• **Selected extract**:
○ ○ ○ ○ ○
But proposals to demonise immigrants or cut taxes are perceived as too noxious, or as insufficient weapons in the struggle for survival. George W Bush, the Republican candidate who will most likely become the next president, has himself understood the poverty of these solutions. This is why he has broken with the Reagan era’s dry, hard conservatism, and has instead advocated what he calls “compassionate conservatism”.

Compassionate conservatism isn’t the same as the “compassion with a hard edge” that Blair announced at the Labour Party conference in 1997. Bush’s version of compassion involves voluntary local organisations, particularly churches, in the administration of the welfare state. Blair’s version focuses on tightening up the welfare state itself, making it more business-like; he has no plans for Church of England parishes to supplant the NHS in providing post-hospital care. As a policy, compassionate conservatism responds to economic strain and the need for general welfare by advocating voluntary communal, local effort rather than national planning.

The problem in the US is whether this will do any good. The problem in Britain is how this way of being locally in-touch will translate into dealing with abroad. Bush, the governor of Texas, has the temperament for connecting with local life. The nation state has been like a foreign country to him; actual foreign countries are even more foreign. On the surface, Bush makes obeisance to his father’s internationalism; occasionally in his campaign speeches, as in his printed policy bumf, he declares “no American withdrawal from the world”. But he is the quintessential provincial; his heart is not in it. Nor, unfortunately, is his head. The campaign literature refers to “Eurasia”, a concept equivalent to the old-fashioned English colonel’s image of “abroad”. Eurasia stretches from St Ives to Vladivostok but, though Bush is worried about Russia and China, the rest seems just one big blur of Niketowns and hotels.
○ ○ ○ ○ ○
• **Tasks and exercises**:
(1) Answer these questions about the passage on compassionate conservatism:
(a) What name does Bush give to the approach he advocates after breaking with the Reagan era's conservatism?
(b) In what year did Blair announce "compassion with a hard edge" at the Labour Party conference?
(c) What office does Bush hold, according to the passage?
(2) Transcribe the passage on compassionate conservatism word for word, starting at "Compassionate conservatism isn’t" and ending at "than national planning.".
(3) Rewrite the paragraph of the passage on compassionate conservatism that begins "Compassionate conservatism isn't the same" more briefly, keeping its main facts.
○ ○ ○ ○ ○
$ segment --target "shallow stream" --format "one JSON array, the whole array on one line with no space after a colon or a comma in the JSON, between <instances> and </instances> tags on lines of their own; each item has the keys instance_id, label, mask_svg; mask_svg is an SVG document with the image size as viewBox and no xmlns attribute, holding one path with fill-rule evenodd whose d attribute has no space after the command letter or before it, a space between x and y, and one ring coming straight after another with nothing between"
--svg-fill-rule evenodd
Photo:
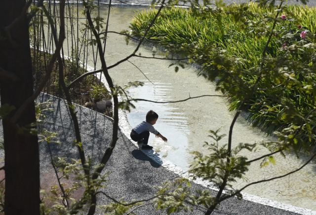
<instances>
[{"instance_id":1,"label":"shallow stream","mask_svg":"<svg viewBox=\"0 0 316 215\"><path fill-rule=\"evenodd\" d=\"M144 9L139 7L113 7L111 12L109 30L119 32L128 29L134 11ZM106 20L107 10L107 7L104 7L100 14ZM105 54L107 65L111 65L128 56L135 47L136 44L132 42L126 45L123 36L109 34ZM141 53L142 56L153 56L151 49L146 47L142 46L138 53ZM133 98L167 101L184 99L189 96L221 95L220 92L215 91L212 83L202 77L198 77L195 69L192 67L187 66L184 69L180 68L175 73L174 67L169 67L171 63L169 60L134 57L130 61L111 69L110 72L117 85L123 86L129 81L141 81L145 83L143 87L129 89L129 95ZM92 58L88 64L93 66ZM100 68L99 63L97 64L96 68ZM164 154L166 159L184 170L187 170L192 157L190 151L198 150L207 153L202 145L204 141L211 141L208 137L208 131L221 128L222 134L228 134L234 112L228 110L227 105L225 98L218 97L203 97L167 104L140 102L135 104L136 108L128 113L127 116L130 125L133 127L145 120L148 110L156 111L159 118L155 127L168 141L164 143L160 139L155 138L152 135L149 144L153 145L158 153ZM233 133L233 147L239 143L253 143L271 140L258 129L251 128L241 117L237 120ZM228 136L221 144L227 143L227 139ZM252 159L268 152L265 148L260 148L255 152L242 151L240 154L246 155L249 159ZM275 157L276 165L271 164L260 168L260 161L252 164L245 176L247 181L239 180L235 187L240 188L251 182L286 174L300 167L308 159L308 157L303 154L298 159L292 154L288 154L286 159L279 155ZM244 192L316 210L315 189L316 180L314 179L316 176L316 166L314 161L289 177L250 186Z\"/></svg>"}]
</instances>

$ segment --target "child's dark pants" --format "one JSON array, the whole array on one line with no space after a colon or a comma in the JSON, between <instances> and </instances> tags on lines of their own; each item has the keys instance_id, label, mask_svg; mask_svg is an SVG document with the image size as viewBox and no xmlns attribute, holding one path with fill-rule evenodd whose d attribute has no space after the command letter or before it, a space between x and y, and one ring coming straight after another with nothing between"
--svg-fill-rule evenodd
<instances>
[{"instance_id":1,"label":"child's dark pants","mask_svg":"<svg viewBox=\"0 0 316 215\"><path fill-rule=\"evenodd\" d=\"M130 138L134 141L140 141L144 139L143 144L147 145L148 143L148 139L149 138L149 132L148 131L144 131L140 134L137 134L136 132L132 129L130 133Z\"/></svg>"}]
</instances>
○ ○ ○ ○ ○
• **Solution set**:
(1)
(a) "Compassionate conservatism."
(b) 1997.
(c) Governor of Texas.

(2)
Compassionate conservatism isn’t the same as the “compassion with a hard edge” that Blair announced at the Labour Party conference in 1997. Bush’s version of compassion involves voluntary local organisations, particularly churches, in the administration of the welfare state. Blair’s version focuses on tightening up the welfare state itself, making it more business-like; he has no plans for Church of England parishes to supplant the NHS in providing post-hospital care. As a policy, compassionate conservatism responds to economic strain and the need for general welfare by advocating voluntary communal, local effort rather than national planning.

(3) Bush's compassionate conservatism differs from the "compassion with a hard edge" that Blair announced at the 1997 Labour Party conference. Bush wants voluntary local organizations, especially churches, to help run the welfare state. Blair wants to make the welfare state itself tighter and more business-like, and he has no plan for Church of England parishes to replace the NHS in post-hospital care. As a policy, compassionate conservatism answers economic strain and welfare needs with voluntary local effort rather than national planning.